**Work to do**
In the records below, take the lines from the one containing "like [[61, 24]]." through the one containing "[[101, 149], [260, 117]]", inclusive. Render them as a Markdown table with columns No. and Text, numbering each row and leaving out blank lines.

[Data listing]
⁂

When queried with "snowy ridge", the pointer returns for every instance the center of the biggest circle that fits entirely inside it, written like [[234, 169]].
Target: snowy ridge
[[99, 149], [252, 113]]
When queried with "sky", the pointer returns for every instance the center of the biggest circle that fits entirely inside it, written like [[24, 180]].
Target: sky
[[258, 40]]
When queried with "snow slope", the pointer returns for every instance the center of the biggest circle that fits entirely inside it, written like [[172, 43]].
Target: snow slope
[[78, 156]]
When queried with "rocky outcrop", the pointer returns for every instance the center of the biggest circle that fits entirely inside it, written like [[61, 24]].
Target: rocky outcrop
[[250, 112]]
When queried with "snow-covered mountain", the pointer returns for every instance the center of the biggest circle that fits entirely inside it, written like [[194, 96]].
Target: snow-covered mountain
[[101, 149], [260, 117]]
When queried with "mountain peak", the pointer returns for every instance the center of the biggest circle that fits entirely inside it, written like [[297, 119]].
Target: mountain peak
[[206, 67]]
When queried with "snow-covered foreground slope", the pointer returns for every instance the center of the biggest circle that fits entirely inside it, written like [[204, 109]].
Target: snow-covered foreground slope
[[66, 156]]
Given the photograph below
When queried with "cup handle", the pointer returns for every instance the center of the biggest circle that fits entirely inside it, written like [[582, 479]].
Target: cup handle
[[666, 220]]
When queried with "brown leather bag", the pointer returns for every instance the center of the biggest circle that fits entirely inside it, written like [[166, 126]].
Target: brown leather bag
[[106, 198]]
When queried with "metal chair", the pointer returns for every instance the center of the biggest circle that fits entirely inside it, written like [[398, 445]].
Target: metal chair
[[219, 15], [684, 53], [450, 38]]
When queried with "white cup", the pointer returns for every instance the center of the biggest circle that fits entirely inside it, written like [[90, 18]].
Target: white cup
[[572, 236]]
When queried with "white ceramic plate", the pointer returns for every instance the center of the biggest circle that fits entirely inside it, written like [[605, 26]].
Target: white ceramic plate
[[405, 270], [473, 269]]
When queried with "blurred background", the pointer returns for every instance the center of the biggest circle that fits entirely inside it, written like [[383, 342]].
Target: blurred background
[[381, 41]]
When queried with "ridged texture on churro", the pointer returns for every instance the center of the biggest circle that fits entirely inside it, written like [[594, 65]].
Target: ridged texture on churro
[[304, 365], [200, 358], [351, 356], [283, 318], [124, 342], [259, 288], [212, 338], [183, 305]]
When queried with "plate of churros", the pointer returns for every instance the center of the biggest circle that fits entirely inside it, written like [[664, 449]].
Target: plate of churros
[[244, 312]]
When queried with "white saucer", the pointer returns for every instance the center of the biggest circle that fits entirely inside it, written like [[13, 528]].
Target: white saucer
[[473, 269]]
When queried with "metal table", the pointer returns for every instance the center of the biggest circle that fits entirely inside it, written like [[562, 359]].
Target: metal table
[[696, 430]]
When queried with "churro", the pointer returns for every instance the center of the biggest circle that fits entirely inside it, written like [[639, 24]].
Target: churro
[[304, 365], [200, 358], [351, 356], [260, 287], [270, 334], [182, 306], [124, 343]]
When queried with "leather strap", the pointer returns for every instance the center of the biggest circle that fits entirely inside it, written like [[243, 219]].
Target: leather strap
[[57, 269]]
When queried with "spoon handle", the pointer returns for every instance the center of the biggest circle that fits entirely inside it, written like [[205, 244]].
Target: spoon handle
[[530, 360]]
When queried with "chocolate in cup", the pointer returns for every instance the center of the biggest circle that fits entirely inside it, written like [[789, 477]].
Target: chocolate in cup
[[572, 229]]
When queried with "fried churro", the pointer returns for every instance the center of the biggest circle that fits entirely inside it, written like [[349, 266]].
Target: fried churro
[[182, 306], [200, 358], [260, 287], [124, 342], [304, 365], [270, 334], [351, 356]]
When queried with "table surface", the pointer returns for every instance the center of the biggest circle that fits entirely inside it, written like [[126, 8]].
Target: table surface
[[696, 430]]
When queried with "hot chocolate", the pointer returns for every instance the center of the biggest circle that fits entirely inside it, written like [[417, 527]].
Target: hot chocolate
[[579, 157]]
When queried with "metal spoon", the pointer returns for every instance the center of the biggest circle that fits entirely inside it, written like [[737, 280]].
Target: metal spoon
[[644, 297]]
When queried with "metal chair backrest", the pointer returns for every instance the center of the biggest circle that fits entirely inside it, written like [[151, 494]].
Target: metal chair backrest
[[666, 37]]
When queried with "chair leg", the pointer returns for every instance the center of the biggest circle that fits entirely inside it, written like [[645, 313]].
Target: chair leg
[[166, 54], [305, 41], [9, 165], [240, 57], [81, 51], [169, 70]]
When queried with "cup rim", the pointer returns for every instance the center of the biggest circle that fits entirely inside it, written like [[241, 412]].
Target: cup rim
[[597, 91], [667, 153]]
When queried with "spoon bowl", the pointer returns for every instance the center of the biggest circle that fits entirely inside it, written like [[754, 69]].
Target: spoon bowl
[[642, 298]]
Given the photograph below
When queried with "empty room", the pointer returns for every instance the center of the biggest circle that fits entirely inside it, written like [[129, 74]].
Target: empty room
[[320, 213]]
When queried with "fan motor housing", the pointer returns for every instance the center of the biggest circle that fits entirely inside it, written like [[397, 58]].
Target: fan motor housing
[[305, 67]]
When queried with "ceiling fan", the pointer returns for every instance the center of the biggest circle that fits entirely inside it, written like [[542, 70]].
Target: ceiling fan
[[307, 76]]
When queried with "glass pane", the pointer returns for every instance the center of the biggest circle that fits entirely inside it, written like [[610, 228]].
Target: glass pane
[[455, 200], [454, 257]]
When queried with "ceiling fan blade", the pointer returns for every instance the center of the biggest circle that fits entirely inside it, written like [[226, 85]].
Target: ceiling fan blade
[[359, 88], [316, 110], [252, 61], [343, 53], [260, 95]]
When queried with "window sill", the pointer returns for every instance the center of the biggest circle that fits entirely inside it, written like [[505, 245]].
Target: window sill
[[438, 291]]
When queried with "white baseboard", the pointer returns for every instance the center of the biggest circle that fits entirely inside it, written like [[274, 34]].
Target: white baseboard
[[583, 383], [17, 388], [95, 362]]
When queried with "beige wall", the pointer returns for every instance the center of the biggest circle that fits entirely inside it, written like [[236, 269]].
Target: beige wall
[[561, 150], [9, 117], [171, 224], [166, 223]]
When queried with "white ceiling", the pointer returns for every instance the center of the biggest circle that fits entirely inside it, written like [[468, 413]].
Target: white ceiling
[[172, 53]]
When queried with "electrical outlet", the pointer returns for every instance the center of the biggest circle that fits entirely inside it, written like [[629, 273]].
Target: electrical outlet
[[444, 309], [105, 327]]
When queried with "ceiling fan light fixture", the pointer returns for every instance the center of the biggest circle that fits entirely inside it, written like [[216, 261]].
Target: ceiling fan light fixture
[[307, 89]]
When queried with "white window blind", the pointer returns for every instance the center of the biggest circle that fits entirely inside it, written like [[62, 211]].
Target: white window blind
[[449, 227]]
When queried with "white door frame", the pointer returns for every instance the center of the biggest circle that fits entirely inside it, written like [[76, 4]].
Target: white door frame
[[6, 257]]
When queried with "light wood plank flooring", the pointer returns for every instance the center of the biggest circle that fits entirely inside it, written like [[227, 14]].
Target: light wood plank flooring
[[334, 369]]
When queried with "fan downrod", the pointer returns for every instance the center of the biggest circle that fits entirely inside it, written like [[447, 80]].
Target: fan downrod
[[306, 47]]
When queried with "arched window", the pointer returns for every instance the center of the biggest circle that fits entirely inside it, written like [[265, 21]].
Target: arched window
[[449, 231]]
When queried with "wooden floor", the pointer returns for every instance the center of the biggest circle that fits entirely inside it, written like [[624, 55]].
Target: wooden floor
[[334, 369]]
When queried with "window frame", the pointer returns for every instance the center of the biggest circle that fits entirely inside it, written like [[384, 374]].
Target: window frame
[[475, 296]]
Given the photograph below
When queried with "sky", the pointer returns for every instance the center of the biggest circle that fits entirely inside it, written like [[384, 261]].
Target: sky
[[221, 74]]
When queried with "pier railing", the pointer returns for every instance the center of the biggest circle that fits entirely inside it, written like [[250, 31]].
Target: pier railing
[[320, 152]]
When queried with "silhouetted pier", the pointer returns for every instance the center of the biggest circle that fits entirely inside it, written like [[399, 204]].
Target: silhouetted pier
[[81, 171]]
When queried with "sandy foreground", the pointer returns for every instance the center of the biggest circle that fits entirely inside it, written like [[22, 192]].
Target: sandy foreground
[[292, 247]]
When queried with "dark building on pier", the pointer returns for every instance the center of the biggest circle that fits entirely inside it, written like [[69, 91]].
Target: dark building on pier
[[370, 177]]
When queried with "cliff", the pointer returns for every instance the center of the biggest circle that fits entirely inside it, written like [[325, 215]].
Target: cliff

⁂

**Reply to the exercise**
| No. | Text |
|---|---|
| 1 | When queried with "rocky outcrop", the pointer returns for every instance the center of the biggest circle that fits entirely inside it, written like [[61, 24]]. |
| 2 | Target: rocky outcrop |
| 3 | [[250, 112]] |
| 4 | When queried with "snow-covered mountain", the pointer returns for every instance the center of the biggest circle that fits entirely inside it, written like [[194, 96]]. |
| 5 | Target: snow-covered mountain |
| 6 | [[101, 149], [260, 117]] |